WHAT YOU NEED TO DO:
Please report every line in the records below that contains the word "valley", copying each such line in full. Only matches with the same capitalization count.
-- Start of MATERIAL SUPPLIED --
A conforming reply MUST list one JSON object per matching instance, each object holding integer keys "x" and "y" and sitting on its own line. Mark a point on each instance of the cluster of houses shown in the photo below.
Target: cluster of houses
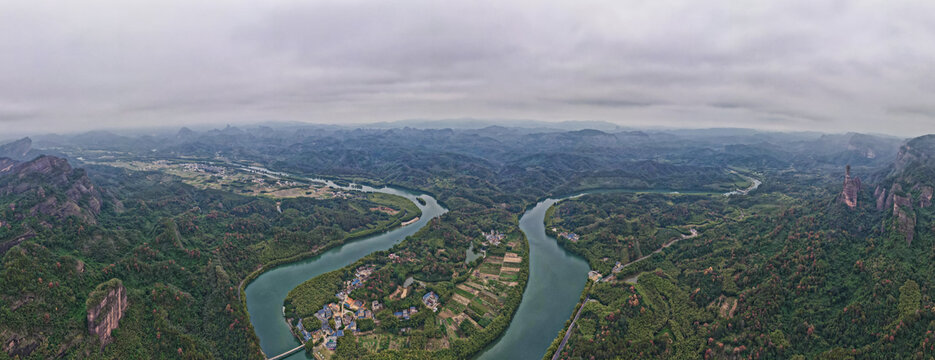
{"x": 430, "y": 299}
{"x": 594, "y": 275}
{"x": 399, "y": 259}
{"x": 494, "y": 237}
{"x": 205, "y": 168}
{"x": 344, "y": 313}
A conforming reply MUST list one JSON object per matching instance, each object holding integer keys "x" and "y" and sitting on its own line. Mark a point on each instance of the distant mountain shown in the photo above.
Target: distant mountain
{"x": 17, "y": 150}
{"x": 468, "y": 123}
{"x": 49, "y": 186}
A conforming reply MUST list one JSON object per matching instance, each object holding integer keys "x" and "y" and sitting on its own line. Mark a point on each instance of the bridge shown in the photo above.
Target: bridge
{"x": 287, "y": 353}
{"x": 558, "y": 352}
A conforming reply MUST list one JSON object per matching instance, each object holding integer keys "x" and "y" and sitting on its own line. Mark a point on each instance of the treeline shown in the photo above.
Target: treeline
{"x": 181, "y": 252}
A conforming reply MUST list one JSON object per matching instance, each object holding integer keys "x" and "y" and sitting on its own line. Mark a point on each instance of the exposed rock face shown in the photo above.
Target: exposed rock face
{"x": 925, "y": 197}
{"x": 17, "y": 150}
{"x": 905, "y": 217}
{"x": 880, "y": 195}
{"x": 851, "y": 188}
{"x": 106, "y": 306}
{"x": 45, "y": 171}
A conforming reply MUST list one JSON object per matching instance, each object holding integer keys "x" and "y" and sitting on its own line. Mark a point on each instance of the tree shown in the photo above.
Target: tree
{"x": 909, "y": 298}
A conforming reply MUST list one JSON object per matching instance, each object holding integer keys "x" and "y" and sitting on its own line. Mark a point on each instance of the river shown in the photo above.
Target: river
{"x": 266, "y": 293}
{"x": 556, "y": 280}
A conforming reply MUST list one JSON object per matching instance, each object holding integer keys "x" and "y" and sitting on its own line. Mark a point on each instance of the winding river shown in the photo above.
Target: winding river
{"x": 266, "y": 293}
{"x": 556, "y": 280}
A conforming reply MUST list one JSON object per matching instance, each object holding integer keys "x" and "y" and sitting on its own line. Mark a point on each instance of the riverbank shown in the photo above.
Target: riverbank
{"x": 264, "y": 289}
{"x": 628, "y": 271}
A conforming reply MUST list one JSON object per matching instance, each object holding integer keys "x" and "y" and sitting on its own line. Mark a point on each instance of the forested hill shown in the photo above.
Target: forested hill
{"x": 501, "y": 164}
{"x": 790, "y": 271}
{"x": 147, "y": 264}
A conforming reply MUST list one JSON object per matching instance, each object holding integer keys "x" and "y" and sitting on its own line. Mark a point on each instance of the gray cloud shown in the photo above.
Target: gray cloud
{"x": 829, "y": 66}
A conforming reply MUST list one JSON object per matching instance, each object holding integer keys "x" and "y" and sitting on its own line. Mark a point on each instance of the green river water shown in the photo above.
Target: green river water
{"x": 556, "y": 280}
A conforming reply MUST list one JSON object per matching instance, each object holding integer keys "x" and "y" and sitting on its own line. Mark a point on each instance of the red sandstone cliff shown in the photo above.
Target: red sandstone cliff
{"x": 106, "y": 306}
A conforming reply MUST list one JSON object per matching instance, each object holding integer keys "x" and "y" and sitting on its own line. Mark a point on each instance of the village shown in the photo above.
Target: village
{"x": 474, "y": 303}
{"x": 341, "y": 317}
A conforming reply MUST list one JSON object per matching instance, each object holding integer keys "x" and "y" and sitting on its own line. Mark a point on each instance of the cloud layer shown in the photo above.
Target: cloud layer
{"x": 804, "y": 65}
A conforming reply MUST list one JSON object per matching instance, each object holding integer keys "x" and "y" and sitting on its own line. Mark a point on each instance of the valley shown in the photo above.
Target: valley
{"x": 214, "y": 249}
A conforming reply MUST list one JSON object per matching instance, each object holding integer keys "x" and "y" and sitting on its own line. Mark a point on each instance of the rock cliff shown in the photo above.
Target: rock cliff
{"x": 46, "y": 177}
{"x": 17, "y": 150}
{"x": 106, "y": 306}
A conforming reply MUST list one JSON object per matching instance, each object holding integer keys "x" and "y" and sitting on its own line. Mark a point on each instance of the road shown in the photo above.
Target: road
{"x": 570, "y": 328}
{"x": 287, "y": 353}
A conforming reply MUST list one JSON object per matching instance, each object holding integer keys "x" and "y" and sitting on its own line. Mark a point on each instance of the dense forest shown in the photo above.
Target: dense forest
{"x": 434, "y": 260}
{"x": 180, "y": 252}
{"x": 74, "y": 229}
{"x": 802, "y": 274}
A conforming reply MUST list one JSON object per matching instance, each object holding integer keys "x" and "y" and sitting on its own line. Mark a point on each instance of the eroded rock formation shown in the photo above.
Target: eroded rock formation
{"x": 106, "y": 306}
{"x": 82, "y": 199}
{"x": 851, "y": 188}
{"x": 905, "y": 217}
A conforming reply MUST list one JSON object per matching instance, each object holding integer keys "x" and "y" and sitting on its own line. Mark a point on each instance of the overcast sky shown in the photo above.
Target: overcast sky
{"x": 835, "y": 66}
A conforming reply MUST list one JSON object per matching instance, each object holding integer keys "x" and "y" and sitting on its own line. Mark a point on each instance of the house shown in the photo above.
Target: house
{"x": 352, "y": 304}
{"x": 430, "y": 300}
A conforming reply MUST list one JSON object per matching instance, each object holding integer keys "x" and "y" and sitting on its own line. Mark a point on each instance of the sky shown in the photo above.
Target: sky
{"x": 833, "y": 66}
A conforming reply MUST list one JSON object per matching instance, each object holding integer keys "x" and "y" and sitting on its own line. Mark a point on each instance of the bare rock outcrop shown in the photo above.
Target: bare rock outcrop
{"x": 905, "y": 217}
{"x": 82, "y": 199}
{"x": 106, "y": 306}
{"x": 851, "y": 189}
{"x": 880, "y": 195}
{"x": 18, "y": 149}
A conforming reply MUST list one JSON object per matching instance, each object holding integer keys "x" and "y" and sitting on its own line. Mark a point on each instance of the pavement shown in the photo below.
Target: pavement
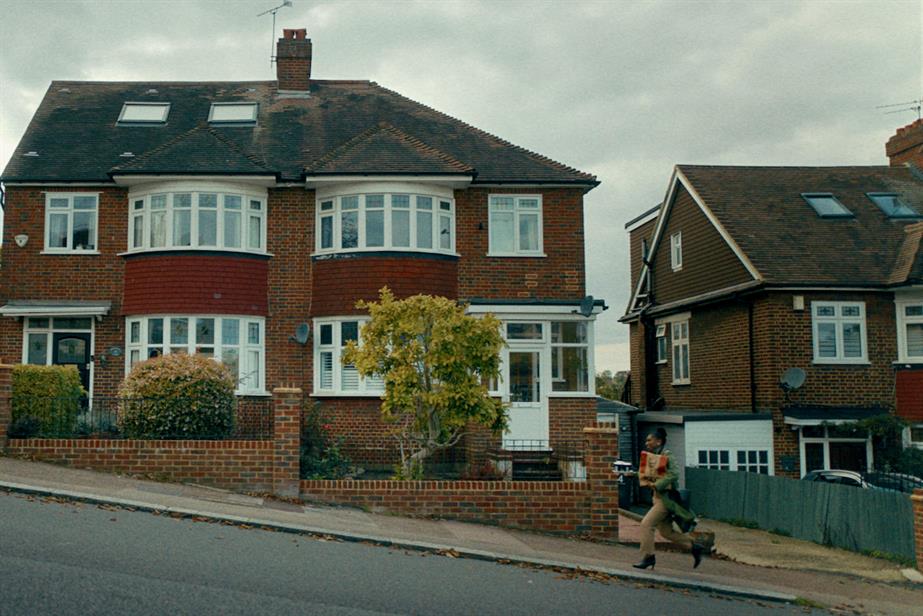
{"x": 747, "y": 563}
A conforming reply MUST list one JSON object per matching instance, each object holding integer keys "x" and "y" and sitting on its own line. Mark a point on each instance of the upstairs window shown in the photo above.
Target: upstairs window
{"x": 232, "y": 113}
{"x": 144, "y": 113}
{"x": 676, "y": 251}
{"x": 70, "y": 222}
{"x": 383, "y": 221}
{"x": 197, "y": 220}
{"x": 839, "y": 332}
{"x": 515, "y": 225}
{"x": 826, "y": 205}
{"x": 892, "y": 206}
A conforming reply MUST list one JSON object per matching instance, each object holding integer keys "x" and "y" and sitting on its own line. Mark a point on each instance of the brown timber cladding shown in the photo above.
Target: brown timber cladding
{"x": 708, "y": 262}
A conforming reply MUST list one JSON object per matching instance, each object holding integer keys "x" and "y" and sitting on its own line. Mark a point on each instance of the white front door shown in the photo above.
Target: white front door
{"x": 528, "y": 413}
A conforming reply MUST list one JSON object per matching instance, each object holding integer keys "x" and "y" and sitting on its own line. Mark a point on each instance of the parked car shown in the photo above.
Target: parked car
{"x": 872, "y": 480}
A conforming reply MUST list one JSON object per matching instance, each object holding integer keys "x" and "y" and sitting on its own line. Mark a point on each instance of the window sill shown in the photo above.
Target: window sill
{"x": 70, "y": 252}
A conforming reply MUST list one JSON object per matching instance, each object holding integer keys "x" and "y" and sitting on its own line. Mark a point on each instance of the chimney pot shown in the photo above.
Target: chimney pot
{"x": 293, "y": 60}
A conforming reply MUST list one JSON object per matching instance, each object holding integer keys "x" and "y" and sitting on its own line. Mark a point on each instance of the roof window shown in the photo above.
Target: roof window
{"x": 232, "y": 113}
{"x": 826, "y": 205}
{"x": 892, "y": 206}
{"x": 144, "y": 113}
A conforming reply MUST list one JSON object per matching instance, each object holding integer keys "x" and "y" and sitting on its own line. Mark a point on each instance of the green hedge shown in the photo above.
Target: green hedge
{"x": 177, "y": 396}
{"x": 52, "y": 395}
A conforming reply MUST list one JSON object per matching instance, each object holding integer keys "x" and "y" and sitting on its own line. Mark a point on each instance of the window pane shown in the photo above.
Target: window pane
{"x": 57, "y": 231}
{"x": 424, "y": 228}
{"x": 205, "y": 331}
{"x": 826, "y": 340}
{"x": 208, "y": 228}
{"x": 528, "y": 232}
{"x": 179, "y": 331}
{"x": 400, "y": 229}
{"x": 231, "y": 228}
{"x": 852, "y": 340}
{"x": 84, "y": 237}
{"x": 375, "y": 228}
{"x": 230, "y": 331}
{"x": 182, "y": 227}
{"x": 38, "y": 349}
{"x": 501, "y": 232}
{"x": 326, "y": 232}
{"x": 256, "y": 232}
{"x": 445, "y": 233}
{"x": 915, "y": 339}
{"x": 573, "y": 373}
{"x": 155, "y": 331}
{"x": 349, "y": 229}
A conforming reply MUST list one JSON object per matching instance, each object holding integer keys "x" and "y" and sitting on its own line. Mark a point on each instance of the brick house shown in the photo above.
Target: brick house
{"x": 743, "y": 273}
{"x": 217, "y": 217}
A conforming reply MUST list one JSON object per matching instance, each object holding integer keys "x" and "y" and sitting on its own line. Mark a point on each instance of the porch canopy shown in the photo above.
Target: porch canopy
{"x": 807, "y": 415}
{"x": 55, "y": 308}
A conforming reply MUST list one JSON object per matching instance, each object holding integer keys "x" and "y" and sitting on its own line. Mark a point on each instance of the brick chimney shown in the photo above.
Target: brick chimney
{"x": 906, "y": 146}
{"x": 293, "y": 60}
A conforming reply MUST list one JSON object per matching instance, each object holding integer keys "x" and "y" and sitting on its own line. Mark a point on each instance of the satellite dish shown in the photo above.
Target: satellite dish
-- End of MATERIAL SUPPLIED --
-- Start of MATERIAL SUPPLIED --
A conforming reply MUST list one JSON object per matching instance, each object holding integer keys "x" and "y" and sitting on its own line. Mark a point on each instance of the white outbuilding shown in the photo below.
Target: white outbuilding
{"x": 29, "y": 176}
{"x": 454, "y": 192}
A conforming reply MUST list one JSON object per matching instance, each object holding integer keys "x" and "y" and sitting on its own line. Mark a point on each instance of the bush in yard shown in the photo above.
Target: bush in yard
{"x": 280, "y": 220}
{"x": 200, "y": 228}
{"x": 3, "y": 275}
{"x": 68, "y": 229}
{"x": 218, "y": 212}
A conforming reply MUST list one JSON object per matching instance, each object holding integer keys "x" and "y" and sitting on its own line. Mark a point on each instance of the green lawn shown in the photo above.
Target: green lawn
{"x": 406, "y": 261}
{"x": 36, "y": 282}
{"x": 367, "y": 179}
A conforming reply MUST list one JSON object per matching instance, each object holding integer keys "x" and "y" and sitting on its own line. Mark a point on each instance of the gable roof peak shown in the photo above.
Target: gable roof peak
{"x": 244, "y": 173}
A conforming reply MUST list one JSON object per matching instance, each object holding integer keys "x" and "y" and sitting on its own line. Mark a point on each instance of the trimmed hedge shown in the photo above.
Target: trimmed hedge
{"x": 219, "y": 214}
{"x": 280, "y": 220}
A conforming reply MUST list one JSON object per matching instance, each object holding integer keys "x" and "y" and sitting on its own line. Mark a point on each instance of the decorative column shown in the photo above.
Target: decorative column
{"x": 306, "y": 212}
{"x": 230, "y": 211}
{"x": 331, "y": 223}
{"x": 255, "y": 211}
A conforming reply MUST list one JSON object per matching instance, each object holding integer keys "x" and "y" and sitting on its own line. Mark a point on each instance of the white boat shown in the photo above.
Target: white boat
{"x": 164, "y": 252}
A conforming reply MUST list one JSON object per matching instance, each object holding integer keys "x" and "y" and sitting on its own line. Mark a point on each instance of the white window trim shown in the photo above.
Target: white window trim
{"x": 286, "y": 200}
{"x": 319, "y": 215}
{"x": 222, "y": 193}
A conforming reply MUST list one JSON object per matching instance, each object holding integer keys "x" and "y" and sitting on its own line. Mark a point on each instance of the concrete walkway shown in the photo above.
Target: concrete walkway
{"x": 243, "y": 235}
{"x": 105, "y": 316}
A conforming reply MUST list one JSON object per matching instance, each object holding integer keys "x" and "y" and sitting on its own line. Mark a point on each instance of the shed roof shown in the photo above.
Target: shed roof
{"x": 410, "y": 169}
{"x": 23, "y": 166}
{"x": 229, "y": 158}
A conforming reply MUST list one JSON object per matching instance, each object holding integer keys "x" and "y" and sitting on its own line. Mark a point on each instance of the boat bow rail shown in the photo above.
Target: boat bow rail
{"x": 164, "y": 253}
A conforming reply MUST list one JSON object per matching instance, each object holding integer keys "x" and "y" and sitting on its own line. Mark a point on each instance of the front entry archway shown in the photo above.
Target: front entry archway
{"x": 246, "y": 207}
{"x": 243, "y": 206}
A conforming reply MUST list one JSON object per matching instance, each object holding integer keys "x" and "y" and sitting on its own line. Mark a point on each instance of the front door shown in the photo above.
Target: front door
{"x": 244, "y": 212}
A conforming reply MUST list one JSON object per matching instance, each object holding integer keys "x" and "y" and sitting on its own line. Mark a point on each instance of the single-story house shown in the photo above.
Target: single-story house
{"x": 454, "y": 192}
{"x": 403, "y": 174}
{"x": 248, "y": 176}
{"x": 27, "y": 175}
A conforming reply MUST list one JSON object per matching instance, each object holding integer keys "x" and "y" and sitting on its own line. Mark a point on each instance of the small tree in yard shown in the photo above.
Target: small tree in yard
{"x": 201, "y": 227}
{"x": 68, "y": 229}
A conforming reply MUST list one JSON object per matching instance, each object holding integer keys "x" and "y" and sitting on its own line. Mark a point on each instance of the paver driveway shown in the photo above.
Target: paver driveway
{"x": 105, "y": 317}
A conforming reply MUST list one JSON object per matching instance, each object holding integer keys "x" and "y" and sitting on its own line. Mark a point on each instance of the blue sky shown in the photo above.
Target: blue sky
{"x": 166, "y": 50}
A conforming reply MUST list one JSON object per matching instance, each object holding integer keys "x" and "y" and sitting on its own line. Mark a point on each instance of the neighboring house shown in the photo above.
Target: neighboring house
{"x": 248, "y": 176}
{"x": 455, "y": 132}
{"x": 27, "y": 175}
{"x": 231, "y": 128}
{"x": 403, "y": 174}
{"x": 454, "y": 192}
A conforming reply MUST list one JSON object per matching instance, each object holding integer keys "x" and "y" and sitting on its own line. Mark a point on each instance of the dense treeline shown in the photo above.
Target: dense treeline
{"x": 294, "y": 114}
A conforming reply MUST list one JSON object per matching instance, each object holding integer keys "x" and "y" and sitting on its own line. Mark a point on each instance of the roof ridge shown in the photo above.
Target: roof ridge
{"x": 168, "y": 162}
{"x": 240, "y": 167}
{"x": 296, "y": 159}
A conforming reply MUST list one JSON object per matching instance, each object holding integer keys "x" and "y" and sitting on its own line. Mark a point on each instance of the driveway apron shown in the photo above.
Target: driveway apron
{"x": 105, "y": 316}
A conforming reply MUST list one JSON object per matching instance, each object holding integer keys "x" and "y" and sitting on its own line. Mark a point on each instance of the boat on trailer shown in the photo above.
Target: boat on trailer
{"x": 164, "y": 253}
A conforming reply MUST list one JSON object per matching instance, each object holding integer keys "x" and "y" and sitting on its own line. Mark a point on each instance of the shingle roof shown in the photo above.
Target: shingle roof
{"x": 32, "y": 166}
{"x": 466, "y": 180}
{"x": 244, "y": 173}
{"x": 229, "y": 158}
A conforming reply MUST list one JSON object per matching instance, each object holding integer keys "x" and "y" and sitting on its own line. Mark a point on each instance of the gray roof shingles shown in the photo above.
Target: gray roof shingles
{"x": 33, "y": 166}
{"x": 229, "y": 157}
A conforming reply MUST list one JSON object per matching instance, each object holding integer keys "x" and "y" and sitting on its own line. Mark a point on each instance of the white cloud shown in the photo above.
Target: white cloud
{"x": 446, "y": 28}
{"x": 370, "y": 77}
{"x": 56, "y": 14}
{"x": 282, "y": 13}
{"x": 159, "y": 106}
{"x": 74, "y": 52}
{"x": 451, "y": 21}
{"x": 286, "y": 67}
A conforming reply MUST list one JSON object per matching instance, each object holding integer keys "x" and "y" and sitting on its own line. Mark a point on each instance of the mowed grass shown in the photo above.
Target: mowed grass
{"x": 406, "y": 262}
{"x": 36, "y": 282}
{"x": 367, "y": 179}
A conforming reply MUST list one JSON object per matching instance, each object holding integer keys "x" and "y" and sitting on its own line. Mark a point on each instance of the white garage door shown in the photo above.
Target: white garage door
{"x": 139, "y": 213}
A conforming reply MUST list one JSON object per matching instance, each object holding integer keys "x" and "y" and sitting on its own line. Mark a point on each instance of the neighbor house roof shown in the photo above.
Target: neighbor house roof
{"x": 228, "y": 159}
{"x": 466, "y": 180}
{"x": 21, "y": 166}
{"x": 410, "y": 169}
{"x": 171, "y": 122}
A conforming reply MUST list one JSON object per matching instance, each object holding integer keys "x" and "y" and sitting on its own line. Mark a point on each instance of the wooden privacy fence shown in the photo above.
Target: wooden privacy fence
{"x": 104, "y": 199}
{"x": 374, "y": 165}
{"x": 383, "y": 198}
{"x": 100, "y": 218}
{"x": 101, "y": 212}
-- End of MATERIAL SUPPLIED --
-- Start of MATERIAL SUPPLIED --
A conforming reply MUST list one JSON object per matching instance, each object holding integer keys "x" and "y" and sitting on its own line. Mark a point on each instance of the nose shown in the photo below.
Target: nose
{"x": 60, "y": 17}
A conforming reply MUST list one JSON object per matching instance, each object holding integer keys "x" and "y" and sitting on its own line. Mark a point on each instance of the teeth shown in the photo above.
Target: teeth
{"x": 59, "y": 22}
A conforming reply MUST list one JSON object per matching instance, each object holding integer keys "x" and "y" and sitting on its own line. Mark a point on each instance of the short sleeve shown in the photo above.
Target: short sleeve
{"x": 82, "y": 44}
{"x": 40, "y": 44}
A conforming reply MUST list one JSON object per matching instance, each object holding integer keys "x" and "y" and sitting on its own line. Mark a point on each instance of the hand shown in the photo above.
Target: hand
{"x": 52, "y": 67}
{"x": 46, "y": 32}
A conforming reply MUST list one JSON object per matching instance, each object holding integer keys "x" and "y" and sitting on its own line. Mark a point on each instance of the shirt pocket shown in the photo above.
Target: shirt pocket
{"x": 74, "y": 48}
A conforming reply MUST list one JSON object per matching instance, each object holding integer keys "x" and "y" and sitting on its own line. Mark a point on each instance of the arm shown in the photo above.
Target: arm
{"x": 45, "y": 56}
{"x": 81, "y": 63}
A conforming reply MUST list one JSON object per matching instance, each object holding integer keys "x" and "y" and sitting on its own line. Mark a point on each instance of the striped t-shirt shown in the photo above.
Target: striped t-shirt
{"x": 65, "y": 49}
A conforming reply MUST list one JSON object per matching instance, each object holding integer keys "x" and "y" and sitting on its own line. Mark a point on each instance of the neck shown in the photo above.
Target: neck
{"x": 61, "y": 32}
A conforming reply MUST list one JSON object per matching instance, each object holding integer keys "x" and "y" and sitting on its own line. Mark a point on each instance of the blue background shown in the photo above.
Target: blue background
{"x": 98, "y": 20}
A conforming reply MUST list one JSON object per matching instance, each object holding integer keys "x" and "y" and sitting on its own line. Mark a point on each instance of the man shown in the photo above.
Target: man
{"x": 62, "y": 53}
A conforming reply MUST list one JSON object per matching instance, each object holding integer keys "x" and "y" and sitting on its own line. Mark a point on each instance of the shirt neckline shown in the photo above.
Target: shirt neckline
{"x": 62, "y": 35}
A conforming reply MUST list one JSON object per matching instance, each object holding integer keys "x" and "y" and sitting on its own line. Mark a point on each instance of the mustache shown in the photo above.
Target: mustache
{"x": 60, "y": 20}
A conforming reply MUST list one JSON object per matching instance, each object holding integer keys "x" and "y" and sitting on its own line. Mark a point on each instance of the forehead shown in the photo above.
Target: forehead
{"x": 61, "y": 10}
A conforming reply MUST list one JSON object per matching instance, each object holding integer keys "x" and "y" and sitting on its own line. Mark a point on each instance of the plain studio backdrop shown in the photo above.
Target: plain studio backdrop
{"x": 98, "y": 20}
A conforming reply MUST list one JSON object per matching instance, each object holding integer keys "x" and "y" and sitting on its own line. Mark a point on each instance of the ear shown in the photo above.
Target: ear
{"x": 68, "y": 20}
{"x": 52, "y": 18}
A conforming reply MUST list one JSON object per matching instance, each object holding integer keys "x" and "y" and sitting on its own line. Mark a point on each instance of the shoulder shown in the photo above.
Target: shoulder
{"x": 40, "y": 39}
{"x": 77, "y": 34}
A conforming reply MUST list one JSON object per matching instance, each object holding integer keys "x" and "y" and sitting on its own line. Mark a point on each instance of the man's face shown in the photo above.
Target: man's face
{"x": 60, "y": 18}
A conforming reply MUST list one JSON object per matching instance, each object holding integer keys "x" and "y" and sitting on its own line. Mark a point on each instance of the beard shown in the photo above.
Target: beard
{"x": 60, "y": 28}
-- End of MATERIAL SUPPLIED --
THE OUTPUT:
A conforming reply MUST list one JSON object per matching instance, each object holding integer keys "x" and "y" and sitting on its own line. Mark a point on each instance of the valley shown in the photo above.
Target: valley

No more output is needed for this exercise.